Exercise requirements. Output range, inclusive: from the line containing "Please pick out the white industrial" to the line containing "Target: shrub". Restate those lines from the data below word for word and only those.

Input data Start Marker

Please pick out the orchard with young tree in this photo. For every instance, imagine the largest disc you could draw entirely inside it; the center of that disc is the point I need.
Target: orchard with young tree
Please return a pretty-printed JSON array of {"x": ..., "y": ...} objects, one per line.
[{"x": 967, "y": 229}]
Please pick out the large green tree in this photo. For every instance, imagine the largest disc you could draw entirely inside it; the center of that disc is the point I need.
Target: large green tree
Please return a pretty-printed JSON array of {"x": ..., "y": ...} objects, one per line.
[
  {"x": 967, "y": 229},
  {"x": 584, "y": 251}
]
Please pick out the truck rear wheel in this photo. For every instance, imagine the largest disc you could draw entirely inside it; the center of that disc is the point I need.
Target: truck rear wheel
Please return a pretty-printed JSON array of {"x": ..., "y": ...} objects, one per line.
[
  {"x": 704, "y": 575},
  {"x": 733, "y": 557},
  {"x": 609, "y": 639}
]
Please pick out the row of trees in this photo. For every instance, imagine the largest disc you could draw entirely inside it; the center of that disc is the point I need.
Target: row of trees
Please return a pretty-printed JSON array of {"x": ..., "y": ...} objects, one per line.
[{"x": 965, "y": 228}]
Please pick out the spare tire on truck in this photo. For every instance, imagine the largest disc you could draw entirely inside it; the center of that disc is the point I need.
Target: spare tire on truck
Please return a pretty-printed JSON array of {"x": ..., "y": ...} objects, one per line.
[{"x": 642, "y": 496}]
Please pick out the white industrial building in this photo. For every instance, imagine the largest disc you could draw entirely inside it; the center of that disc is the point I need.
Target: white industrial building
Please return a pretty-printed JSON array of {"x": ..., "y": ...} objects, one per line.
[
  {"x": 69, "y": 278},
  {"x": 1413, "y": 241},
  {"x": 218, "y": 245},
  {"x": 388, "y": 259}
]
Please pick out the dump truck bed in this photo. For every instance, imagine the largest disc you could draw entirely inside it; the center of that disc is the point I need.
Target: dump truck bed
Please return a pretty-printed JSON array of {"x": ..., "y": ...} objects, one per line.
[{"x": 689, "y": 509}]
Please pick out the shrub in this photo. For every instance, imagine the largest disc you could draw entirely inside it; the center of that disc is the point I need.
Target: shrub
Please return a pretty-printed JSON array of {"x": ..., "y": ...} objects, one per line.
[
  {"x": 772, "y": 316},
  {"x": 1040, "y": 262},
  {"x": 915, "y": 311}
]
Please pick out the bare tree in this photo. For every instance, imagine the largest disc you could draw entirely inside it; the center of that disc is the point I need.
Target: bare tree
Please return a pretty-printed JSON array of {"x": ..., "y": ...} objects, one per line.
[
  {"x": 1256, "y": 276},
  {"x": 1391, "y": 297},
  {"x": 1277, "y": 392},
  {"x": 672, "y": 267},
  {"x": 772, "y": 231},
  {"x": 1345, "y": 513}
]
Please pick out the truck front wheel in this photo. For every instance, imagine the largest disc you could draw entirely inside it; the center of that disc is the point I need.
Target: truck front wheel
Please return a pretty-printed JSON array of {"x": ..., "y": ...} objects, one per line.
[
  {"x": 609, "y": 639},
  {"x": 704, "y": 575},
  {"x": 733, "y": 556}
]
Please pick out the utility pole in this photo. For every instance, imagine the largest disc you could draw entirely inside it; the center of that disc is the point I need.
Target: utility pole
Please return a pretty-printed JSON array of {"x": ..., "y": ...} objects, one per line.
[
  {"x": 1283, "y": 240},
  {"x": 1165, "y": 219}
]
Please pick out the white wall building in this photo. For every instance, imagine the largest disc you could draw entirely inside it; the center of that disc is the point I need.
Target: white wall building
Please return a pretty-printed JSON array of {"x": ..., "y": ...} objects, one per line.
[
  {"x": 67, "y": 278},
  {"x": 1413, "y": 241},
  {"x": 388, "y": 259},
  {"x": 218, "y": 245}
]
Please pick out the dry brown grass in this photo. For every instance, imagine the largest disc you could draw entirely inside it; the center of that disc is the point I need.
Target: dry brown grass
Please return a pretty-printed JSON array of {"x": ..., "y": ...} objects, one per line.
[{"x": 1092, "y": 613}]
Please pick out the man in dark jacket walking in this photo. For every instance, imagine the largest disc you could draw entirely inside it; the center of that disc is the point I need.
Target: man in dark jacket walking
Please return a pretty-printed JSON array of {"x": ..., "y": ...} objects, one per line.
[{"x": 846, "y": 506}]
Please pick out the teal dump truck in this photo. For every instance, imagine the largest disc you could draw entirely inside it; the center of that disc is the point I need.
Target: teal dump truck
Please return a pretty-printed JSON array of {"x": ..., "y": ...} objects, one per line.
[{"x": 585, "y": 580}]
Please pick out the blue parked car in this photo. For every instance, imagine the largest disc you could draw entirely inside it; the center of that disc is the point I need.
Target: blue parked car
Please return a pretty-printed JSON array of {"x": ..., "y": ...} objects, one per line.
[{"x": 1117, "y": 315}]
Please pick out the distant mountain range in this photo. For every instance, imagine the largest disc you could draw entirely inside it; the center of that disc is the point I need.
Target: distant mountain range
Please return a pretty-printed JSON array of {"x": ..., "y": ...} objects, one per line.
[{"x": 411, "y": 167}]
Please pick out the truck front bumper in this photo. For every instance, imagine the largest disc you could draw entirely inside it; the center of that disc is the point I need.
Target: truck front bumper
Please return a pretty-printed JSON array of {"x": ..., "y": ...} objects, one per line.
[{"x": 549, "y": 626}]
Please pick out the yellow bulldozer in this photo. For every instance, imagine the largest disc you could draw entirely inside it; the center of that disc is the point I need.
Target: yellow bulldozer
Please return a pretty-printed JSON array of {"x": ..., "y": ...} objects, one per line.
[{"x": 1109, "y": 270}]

Input data End Marker

Exercise output.
Please pick out the white industrial building in this photo. For every instance, imagine the largest disc you could draw entirely inside it; the center of that disc is the point I need.
Target: white industrial building
Please return a pretty-printed JSON array of {"x": ..., "y": ...} objects, one per line.
[
  {"x": 69, "y": 278},
  {"x": 1413, "y": 241},
  {"x": 218, "y": 245},
  {"x": 388, "y": 259}
]
Please pick out the dump truck bed in this photo. For every instance, imagine the largest disc you could draw entirely inside it; the center of that disc is the point I need.
Target: dump truck bed
Please return a pretty-printed JSON array of {"x": ..., "y": ...} objects, one per line.
[{"x": 689, "y": 509}]
Please pick out the shrub in this photo. For every instance, imagine the largest disc you could draw entirely inside it; the center of that disc is the point I need.
Target: shrub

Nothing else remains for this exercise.